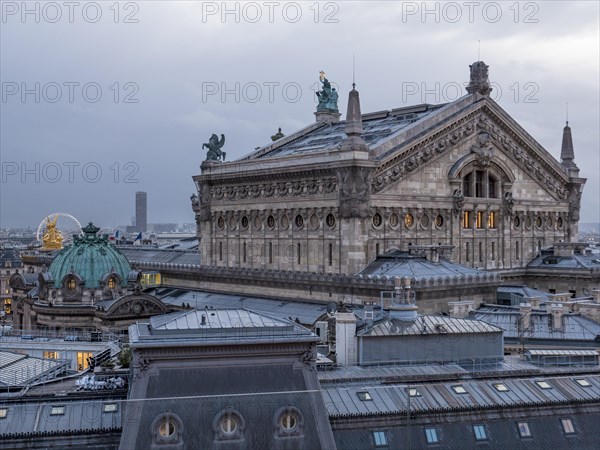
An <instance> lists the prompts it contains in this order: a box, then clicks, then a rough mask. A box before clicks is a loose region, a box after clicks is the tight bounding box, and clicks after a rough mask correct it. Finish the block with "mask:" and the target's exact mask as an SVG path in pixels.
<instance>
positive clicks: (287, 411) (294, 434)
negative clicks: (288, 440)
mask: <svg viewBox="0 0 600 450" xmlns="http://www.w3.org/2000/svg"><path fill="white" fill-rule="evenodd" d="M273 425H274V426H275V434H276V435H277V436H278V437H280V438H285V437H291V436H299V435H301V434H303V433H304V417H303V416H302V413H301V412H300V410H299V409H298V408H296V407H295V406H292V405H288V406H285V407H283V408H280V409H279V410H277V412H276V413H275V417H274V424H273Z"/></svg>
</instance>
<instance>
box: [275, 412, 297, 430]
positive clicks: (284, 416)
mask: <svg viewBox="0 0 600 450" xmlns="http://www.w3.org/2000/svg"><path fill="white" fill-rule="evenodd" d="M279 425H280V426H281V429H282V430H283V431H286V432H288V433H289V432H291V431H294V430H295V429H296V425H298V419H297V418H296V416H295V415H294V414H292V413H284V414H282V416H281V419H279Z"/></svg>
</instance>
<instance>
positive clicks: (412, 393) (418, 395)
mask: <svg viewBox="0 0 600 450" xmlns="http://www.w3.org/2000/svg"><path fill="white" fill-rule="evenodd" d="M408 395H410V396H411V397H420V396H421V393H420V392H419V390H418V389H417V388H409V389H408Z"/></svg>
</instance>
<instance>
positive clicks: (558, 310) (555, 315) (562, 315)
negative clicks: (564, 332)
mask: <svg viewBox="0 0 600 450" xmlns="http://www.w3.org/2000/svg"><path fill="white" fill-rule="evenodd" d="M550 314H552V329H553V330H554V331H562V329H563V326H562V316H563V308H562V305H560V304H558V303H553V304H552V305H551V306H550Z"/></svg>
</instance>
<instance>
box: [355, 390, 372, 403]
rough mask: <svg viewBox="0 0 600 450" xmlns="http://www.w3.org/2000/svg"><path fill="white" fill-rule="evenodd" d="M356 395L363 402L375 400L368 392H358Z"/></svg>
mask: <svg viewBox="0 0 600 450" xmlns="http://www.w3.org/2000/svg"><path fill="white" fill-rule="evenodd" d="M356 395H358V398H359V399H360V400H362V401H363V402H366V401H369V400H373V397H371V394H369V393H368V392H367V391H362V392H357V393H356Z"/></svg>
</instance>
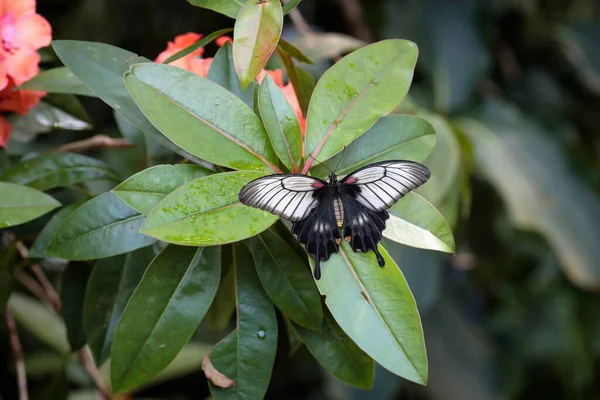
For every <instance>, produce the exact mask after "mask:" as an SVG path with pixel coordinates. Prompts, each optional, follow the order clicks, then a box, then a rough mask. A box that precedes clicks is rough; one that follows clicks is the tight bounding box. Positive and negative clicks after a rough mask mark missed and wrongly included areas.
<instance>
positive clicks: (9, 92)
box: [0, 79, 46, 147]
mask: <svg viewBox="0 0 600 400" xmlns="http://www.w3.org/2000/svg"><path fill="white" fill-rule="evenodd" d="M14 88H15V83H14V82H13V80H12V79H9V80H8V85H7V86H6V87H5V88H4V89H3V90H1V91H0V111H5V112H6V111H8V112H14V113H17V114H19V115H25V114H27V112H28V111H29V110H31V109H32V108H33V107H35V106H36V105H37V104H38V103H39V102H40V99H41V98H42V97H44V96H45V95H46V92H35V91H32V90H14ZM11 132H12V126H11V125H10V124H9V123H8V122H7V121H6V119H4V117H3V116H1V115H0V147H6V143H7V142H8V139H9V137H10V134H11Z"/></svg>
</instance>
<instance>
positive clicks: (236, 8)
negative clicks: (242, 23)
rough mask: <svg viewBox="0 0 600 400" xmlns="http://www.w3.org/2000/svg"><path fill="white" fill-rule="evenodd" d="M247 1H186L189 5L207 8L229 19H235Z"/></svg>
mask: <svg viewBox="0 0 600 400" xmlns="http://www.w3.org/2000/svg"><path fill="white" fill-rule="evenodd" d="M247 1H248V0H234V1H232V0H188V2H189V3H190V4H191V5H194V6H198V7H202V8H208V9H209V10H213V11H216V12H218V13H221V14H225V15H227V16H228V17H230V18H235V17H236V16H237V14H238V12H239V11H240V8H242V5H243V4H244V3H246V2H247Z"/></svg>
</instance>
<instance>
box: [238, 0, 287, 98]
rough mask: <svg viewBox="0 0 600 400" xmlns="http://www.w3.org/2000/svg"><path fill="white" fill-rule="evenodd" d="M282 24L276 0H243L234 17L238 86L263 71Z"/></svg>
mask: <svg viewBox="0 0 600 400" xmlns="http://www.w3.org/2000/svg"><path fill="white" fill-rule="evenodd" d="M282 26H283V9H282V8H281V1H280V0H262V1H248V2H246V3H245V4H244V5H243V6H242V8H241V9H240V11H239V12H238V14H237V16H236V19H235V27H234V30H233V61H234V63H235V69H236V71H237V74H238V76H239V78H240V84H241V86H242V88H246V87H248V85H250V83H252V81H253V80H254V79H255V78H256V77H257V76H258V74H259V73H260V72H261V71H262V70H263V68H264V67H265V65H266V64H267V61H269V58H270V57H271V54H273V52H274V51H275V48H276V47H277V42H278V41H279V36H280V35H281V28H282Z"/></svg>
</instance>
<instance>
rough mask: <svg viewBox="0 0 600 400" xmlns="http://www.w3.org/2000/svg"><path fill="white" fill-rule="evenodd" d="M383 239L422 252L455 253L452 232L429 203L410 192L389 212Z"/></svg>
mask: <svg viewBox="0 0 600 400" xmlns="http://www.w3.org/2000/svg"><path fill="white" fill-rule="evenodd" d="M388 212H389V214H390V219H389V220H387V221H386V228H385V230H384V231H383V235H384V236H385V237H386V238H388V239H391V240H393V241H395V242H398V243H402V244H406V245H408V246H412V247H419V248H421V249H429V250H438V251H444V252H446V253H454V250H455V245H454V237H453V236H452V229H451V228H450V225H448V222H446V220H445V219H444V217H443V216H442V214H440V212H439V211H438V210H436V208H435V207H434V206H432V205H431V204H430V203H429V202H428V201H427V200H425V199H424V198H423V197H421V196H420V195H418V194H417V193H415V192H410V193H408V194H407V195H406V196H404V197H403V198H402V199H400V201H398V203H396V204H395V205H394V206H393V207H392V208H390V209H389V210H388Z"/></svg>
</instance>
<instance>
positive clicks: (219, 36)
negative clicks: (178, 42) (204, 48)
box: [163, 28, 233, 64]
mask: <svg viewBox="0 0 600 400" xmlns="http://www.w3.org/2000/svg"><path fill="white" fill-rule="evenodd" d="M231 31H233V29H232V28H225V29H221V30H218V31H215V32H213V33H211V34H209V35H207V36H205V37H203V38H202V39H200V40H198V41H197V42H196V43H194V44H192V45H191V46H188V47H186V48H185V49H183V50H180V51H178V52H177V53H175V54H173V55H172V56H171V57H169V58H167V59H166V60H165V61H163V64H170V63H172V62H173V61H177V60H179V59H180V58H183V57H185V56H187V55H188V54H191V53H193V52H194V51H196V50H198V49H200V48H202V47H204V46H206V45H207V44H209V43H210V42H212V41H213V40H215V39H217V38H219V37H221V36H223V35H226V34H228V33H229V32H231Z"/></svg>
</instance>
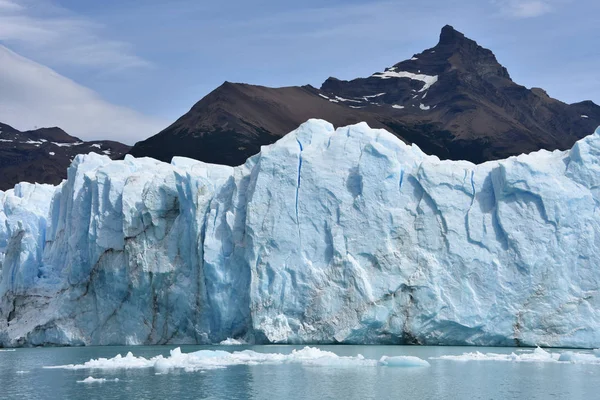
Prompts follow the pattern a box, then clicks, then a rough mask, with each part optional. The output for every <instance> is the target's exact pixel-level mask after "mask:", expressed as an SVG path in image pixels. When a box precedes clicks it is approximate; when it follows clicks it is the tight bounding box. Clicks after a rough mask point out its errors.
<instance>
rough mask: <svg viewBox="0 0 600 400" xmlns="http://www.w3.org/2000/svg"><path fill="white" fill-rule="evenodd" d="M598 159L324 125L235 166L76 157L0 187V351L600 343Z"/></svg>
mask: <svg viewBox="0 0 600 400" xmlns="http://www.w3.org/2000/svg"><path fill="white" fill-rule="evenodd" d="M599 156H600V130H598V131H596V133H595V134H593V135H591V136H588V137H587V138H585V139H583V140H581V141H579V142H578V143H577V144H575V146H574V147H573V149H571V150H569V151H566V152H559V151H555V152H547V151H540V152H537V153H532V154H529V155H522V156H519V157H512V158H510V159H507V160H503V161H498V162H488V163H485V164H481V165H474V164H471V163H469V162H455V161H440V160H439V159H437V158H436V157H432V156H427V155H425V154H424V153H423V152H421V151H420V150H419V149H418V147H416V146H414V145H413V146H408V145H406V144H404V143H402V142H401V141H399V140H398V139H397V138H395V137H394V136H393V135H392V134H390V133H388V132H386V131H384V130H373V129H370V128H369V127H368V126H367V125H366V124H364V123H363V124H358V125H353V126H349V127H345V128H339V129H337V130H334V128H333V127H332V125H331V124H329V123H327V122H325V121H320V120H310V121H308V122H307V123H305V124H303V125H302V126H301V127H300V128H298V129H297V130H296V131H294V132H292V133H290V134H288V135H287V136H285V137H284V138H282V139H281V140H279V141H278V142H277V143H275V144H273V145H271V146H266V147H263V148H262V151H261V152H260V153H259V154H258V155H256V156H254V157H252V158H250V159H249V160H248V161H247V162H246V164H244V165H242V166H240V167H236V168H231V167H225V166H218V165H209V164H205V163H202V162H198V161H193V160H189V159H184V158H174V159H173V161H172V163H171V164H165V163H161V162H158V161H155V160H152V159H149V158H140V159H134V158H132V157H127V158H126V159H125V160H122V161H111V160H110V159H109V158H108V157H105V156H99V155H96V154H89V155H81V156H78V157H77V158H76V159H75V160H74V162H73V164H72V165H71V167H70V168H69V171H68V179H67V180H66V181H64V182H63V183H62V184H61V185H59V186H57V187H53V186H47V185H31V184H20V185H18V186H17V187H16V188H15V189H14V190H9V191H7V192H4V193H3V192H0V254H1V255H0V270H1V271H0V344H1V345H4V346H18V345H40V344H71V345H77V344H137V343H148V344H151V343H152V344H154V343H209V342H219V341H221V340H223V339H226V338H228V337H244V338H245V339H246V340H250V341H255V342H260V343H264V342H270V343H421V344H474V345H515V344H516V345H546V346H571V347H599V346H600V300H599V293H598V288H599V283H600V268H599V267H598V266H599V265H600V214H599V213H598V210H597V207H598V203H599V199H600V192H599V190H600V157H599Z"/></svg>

Required action >>
Each line between the one holding "395L363 402L375 400L368" and the one holding "box: [238, 0, 287, 98]", inclusive, should be copied exactly as it appears above, and pictures should be omitted.

Solved exercise >>
rough mask: <svg viewBox="0 0 600 450" xmlns="http://www.w3.org/2000/svg"><path fill="white" fill-rule="evenodd" d="M356 395L363 402L375 400L368 392H358Z"/></svg>
mask: <svg viewBox="0 0 600 450" xmlns="http://www.w3.org/2000/svg"><path fill="white" fill-rule="evenodd" d="M356 395H358V398H359V399H360V400H362V401H363V402H366V401H369V400H373V397H371V394H369V393H368V392H367V391H362V392H357V393H356Z"/></svg>
</instance>
For every <instance>, produce the exact mask after "mask:" as an SVG path with pixel coordinates. Prompts, each optional, follow the order clicks, then a box, then a rough mask. A box that precedes clicks is rough; one that follows clicks is the tight bounding box. Positive and negative clicks after a rough mask mark missed and wrongly included areas.
<instance>
positive clicks: (9, 92)
box: [0, 79, 46, 147]
mask: <svg viewBox="0 0 600 400" xmlns="http://www.w3.org/2000/svg"><path fill="white" fill-rule="evenodd" d="M14 88H15V83H14V82H13V80H12V79H9V80H8V85H7V86H6V87H5V88H4V89H3V90H1V91H0V111H5V112H6V111H8V112H14V113H17V114H19V115H25V114H27V112H28V111H29V110H31V109H32V108H33V107H35V106H36V105H37V104H38V103H39V102H40V99H41V98H42V97H44V96H45V95H46V92H35V91H32V90H14ZM11 132H12V126H11V125H10V124H9V123H8V122H7V121H6V119H4V117H3V116H1V115H0V147H6V143H7V142H8V139H9V137H10V134H11Z"/></svg>
</instance>
<instance>
positive clicks: (236, 8)
negative clicks: (242, 23)
rough mask: <svg viewBox="0 0 600 400" xmlns="http://www.w3.org/2000/svg"><path fill="white" fill-rule="evenodd" d="M247 1H186L189 5L207 8L229 19H235Z"/></svg>
mask: <svg viewBox="0 0 600 400" xmlns="http://www.w3.org/2000/svg"><path fill="white" fill-rule="evenodd" d="M247 1H248V0H234V1H232V0H188V2H189V3H190V4H191V5H194V6H198V7H202V8H208V9H209V10H213V11H216V12H218V13H221V14H225V15H227V16H228V17H230V18H235V17H236V16H237V14H238V12H239V11H240V8H242V5H243V4H244V3H246V2H247Z"/></svg>
</instance>
<instance>
box: [238, 0, 287, 98]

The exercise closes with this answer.